__Requirement__
Show every line of the entries below that contains the word "thorax".

__Information supplied__
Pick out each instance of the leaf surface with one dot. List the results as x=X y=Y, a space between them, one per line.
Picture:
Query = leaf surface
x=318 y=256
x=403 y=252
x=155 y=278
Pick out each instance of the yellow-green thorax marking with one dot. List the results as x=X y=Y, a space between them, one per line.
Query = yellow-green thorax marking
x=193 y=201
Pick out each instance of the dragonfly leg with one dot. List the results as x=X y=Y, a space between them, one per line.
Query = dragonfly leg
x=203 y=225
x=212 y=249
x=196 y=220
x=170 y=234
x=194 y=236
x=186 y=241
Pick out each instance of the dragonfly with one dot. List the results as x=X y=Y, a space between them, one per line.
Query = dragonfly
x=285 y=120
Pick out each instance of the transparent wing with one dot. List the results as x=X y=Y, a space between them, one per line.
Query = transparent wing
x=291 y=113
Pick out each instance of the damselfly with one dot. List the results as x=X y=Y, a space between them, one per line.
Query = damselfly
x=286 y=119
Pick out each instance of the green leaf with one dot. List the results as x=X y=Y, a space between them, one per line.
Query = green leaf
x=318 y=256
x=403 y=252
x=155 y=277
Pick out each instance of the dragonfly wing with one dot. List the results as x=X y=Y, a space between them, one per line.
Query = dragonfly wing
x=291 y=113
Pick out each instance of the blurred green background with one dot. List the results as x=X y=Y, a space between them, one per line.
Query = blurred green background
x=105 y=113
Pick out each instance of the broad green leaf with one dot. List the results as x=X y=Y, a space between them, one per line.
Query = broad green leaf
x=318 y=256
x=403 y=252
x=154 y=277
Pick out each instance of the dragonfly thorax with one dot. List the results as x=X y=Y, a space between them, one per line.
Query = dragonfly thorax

---

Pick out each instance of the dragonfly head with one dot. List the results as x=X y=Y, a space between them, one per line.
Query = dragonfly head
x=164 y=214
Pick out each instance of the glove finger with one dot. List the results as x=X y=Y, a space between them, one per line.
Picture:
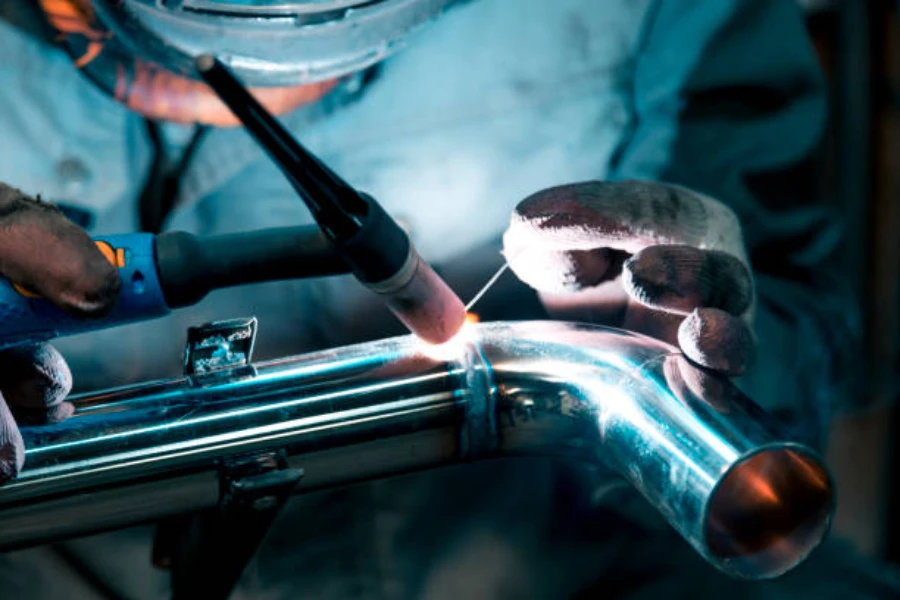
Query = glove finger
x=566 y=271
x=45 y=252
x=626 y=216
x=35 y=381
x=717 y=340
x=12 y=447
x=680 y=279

__Final result__
Pick out each instance of the yellow-green thorax marking with one dot. List the results as x=X y=Y, a space between them, one per line.
Query = yellow-green thorax marking
Pick out each instance of the dragonfly thorax with one dot. List the results as x=X y=Y, a space between them, one per line.
Query = dragonfly thorax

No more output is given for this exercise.